■ **Extract**
** Begin **

Notice the changed values for both variables. Let’s visualize the new distribution by plotting their histograms.

plt.subplots_adjust(hspace=1)
plt.subplot(1, 2, 1)
plt.hist(df['Entrance Rank'], ec='black', bins=20)
plt.title("Entrance Rank")
plt.subplot(1, 2, 2)
plt.hist(df['Family Income'], ec='black', bins=20)
plt.title('Family Income')

As we can see, the data now resembles a normal distribution quite closely. Awesome!

Percentage Transformation

We saw during our bimodal analysis that students from Board - CBSE and ISC have maximum mark of 500 for Matriculation while HSC board students have maximum marks of 1200.

Similarly, for Physics, Chemistry and Maths, we noticed that the maximum marks is 100 for CBSE and ISC and 200 for HSC.

Since the maximum marks differ by Board, we should rescale the values so that all the grades are percentage values (that is, scale it as if all examinations had a maximum possible score of 100).

# Convert Matriculation to percentage based on Board
df['Matriculation'] = np.where(df['Board'] == 'HSC', df['Matriculation']/12, df['Matriculation'])
df['Matriculation'] = np.where(df['Board'] == 'CBSE', df['Matriculation']/5, df['Matriculation'])
df['Matriculation'] = np.where(df['Board'] == 'ISC',  df['Matriculation']/5, df['Matriculation'])
# Convert Physics, Chemistry and Maths of HSC to percentage
# Marks of other boards are already in percentage
df['Physics']   = np.where(df['Board'] == 'HSC', df['Physics']/2, df['Physics'])
df['Chemistry'] = np.where(df['Board'] == 'HSC', df['Chemistry']/2, df['Chemistry'])
df['Maths']     = np.where(df['Board'] == 'HSC', df['Maths']/2, df['Maths'])
print(df.head())

To see a clearer picture, we can redo the histograms we had plotted initially for all the numerical variables.

** End **

■ **Your instructions**
Echo word for word the part of the tutorial above starting with "Percentage Transformation" and going on through "marks of 1200.".

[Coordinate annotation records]
** Begin **

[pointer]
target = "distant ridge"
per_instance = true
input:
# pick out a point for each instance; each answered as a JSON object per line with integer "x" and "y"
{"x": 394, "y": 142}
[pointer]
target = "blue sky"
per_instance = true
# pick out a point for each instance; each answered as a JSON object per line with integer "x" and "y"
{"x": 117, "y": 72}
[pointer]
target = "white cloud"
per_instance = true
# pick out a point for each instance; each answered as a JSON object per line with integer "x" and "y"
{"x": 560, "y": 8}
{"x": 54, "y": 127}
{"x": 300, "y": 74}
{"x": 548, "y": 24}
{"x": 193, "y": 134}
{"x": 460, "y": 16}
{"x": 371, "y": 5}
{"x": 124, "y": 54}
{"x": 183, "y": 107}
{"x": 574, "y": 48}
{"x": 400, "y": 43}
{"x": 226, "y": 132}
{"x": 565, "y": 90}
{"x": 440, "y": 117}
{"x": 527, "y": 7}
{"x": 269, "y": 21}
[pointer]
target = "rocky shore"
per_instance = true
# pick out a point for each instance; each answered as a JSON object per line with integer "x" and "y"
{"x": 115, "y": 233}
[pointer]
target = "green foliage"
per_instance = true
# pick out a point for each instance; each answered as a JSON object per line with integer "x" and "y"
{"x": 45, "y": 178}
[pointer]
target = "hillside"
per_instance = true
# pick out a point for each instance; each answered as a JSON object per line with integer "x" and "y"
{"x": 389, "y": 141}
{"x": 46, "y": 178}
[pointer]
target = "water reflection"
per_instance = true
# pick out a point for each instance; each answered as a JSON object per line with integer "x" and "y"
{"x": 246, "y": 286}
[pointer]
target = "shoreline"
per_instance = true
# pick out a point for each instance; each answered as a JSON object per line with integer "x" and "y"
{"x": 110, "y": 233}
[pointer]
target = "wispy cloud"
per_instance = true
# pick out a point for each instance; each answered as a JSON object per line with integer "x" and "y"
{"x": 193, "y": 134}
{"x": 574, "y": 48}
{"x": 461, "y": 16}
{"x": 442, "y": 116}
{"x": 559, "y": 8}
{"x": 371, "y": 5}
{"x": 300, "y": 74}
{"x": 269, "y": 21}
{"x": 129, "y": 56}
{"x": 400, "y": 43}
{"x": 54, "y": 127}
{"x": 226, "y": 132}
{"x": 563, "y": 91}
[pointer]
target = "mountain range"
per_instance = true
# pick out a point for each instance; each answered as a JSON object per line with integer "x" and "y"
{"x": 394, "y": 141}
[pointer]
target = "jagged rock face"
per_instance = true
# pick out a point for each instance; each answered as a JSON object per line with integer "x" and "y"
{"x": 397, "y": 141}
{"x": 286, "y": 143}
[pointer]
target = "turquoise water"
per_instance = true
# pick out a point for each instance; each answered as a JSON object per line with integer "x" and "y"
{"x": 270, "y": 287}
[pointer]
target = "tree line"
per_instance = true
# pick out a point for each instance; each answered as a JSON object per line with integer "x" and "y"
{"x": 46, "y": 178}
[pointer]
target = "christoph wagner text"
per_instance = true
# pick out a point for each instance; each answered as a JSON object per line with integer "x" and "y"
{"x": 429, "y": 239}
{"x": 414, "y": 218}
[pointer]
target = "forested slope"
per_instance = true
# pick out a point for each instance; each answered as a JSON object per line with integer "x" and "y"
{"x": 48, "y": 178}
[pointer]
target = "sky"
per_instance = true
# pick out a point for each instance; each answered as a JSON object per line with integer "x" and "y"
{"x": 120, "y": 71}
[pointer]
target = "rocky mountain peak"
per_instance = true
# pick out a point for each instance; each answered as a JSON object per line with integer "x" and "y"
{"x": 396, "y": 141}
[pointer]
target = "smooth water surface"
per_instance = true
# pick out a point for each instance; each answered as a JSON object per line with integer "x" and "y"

** End **

■ **Exercise result**
Percentage Transformation

We saw during our bimodal analysis that students from Board - CBSE and ISC have maximum mark of 500 for Matriculation while HSC board students have maximum marks of 1200.